— INSTRUCTION —
Edit the lines between the one holding "# point at: dark water" and the one holding "(1045, 583)", inclusive, so that "snowy plain" becomes "frozen plain" and nothing else changes. Return only those lines.

— DATA EXTRACT —
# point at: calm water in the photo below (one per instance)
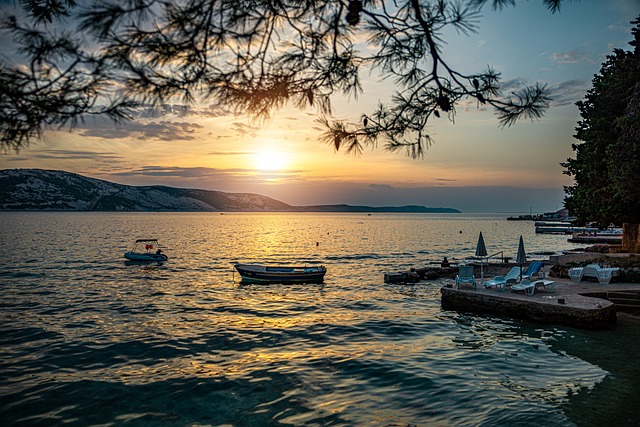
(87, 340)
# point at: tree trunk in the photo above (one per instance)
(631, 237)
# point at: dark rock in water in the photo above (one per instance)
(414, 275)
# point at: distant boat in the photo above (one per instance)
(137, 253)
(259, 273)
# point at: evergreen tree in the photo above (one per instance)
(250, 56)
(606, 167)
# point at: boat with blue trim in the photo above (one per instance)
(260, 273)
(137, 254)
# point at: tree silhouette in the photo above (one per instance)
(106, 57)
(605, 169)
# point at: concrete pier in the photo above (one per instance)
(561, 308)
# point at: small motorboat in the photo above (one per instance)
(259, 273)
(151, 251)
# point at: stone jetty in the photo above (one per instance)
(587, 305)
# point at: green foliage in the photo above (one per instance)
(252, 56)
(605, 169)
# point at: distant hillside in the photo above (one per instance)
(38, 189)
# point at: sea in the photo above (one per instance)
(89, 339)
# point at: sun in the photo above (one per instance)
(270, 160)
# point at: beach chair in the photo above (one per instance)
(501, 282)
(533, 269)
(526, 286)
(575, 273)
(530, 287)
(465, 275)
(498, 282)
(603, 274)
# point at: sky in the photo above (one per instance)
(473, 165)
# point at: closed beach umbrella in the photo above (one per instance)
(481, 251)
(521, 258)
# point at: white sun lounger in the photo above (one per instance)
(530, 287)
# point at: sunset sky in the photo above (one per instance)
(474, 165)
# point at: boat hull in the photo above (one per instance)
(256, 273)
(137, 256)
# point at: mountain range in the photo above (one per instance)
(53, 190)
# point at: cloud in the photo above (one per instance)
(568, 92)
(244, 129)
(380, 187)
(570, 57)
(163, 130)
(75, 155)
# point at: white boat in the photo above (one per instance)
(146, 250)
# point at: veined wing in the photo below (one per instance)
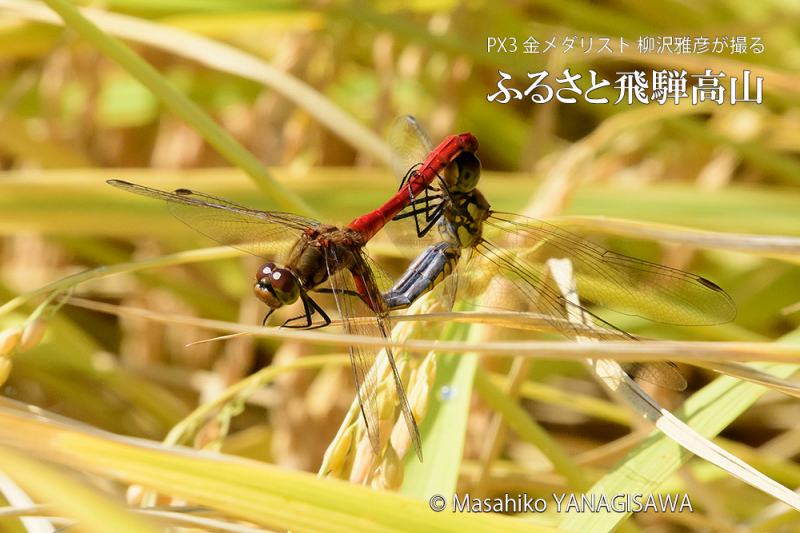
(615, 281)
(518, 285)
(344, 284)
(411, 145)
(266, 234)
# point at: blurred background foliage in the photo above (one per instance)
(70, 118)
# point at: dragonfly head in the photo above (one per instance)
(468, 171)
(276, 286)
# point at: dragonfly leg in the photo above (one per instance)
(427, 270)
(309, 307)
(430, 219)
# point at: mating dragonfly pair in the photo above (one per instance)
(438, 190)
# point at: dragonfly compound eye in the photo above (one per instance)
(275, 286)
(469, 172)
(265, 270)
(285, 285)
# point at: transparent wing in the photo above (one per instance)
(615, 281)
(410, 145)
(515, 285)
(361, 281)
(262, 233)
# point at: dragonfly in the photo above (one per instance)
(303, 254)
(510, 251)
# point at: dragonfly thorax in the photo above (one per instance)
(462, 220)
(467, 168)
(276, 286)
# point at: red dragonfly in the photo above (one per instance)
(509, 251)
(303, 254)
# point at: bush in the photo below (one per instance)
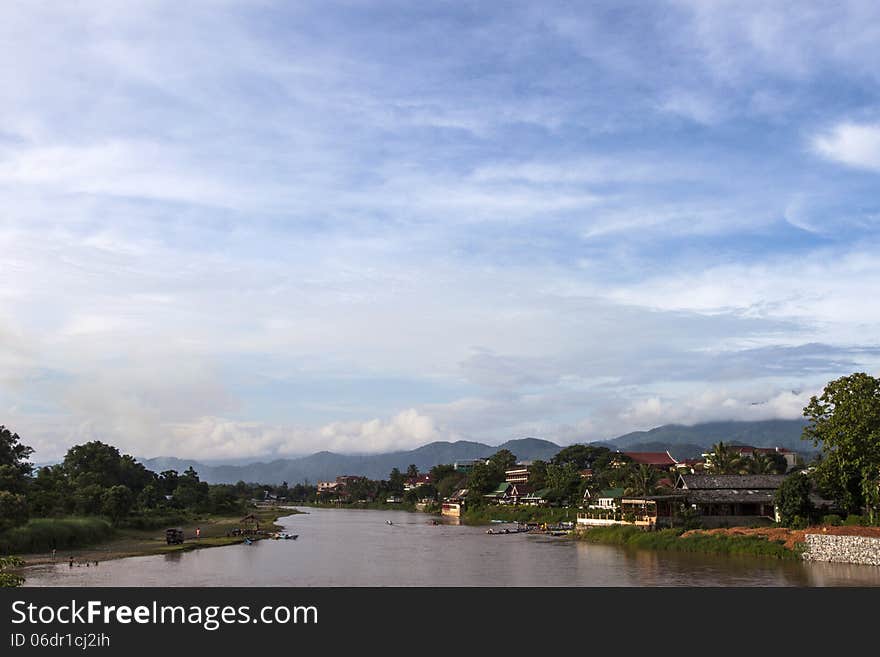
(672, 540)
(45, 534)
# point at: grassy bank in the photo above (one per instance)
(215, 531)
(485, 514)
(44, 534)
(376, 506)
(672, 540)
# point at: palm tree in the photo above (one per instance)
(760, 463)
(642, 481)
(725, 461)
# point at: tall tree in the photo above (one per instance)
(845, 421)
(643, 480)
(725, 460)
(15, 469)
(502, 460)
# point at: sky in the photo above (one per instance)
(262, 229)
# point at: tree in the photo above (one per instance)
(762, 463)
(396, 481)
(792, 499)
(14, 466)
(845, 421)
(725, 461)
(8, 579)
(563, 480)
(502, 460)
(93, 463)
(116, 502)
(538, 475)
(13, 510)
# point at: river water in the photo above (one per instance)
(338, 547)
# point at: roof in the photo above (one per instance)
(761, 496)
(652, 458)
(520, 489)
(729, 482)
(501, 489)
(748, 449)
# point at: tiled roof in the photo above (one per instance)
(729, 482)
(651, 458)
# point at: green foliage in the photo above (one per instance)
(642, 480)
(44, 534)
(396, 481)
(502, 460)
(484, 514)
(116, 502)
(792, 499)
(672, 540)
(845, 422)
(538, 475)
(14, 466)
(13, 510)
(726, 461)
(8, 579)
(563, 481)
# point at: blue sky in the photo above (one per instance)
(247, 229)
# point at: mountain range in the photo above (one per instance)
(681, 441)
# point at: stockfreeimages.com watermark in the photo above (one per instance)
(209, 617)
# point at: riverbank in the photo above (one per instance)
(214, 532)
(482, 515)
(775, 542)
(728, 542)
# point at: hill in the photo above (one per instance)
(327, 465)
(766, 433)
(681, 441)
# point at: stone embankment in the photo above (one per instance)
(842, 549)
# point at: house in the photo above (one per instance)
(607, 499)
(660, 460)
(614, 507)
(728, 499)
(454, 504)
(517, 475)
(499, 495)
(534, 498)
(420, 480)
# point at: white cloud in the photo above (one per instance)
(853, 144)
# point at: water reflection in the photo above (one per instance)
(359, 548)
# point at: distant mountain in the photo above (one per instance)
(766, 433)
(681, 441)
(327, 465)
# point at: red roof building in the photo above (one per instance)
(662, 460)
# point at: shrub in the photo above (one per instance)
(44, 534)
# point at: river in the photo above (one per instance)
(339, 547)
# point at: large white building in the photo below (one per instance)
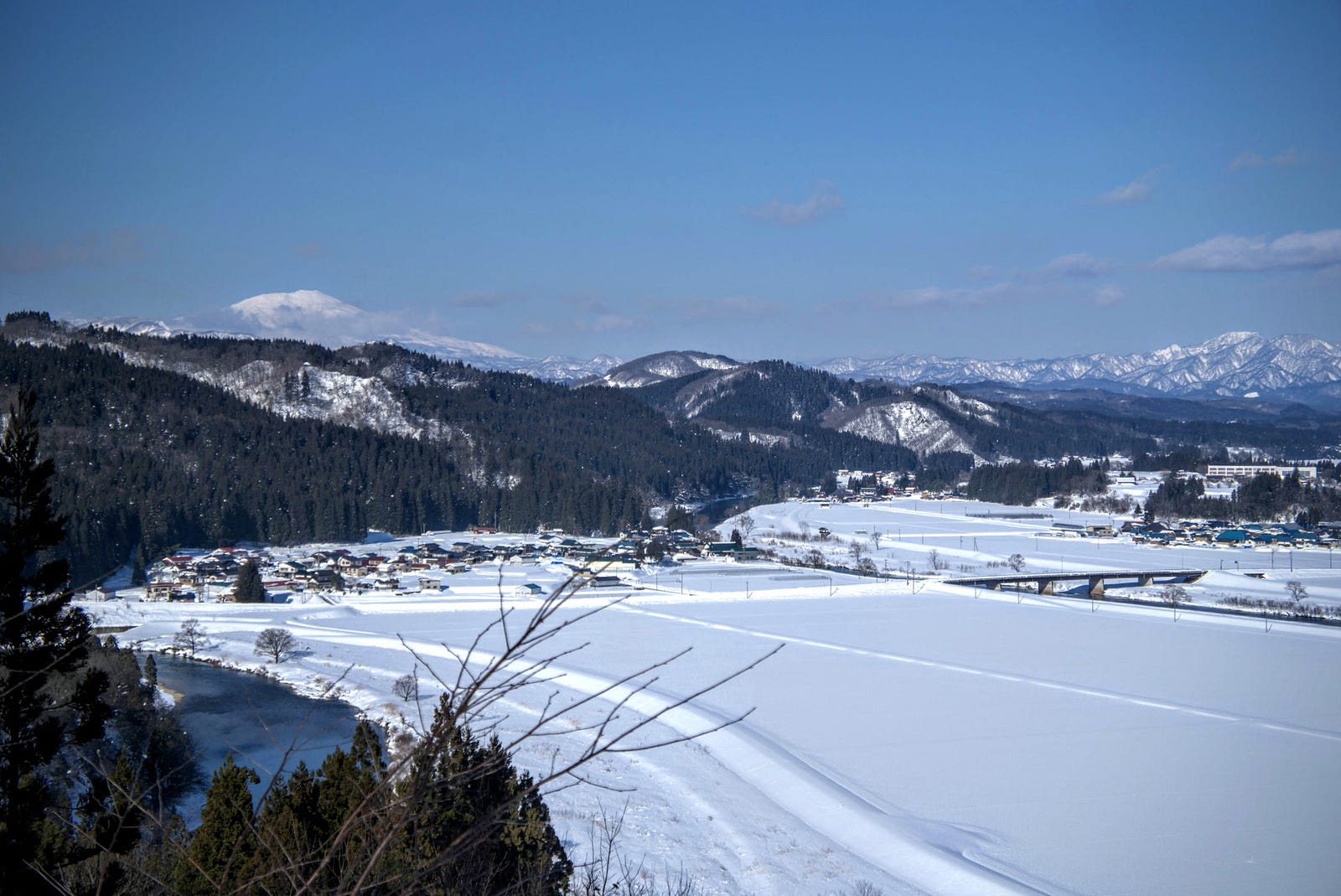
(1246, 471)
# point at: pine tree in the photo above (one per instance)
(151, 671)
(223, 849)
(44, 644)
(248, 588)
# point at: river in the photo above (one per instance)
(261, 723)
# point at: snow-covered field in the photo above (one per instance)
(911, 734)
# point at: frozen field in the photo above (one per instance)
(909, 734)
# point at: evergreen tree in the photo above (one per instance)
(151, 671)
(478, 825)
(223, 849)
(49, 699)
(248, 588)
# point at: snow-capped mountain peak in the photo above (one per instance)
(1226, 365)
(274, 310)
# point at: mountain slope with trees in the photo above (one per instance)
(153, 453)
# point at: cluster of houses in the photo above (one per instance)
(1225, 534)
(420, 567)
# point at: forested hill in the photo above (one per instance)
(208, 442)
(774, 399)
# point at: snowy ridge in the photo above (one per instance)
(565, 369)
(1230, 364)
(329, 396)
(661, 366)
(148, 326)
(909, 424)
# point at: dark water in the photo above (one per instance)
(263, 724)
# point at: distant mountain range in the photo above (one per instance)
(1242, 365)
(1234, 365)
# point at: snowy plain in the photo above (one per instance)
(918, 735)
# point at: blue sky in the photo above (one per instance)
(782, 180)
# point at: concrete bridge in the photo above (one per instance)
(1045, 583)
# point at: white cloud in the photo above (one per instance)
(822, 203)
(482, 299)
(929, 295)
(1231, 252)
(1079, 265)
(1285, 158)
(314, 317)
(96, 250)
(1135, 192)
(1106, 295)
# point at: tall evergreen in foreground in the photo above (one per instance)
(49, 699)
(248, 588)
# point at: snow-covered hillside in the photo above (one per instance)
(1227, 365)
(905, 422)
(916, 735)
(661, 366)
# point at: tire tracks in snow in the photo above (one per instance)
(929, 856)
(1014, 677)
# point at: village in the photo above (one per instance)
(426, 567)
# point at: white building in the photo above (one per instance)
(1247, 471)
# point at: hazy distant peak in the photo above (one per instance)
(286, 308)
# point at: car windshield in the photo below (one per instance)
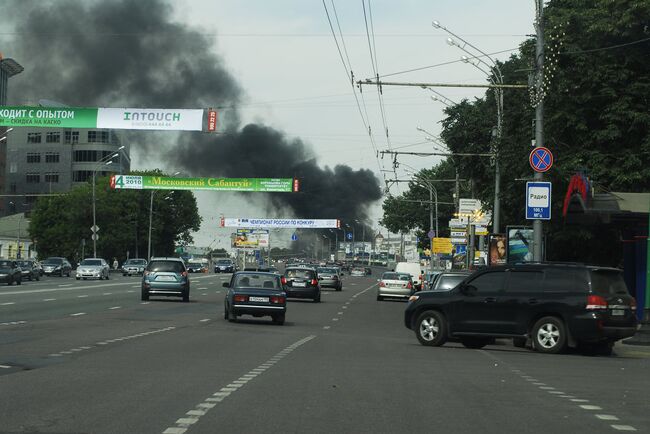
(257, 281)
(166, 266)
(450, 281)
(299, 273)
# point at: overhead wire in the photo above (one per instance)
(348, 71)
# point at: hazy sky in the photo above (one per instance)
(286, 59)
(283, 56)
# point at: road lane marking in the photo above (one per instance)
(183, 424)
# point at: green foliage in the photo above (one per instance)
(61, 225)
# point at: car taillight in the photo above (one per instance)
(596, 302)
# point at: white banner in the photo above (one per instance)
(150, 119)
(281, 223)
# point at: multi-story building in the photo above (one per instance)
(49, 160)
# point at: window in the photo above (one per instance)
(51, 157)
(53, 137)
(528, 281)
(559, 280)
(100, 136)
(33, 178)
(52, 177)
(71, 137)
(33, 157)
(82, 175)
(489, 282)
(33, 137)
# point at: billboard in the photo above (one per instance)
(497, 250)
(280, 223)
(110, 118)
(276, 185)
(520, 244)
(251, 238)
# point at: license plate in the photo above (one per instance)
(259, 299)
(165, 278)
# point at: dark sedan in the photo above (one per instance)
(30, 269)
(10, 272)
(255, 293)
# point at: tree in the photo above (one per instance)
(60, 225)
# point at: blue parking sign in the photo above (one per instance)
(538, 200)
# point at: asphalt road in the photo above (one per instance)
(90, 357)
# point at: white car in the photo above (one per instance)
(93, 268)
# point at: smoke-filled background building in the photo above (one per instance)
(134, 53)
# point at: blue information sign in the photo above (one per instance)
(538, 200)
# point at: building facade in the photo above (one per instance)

— REPLY —
# point at: dark water in the photo above (one per instance)
(263, 724)
# point at: distant mountain range in the photo above (one per instance)
(1242, 365)
(1234, 365)
# point at: frozen plain in the photo above (one per instance)
(918, 735)
# point at: blue sky in the photo above (one per instance)
(782, 180)
# point at: concrete bridge in the photo above (one per instance)
(1045, 583)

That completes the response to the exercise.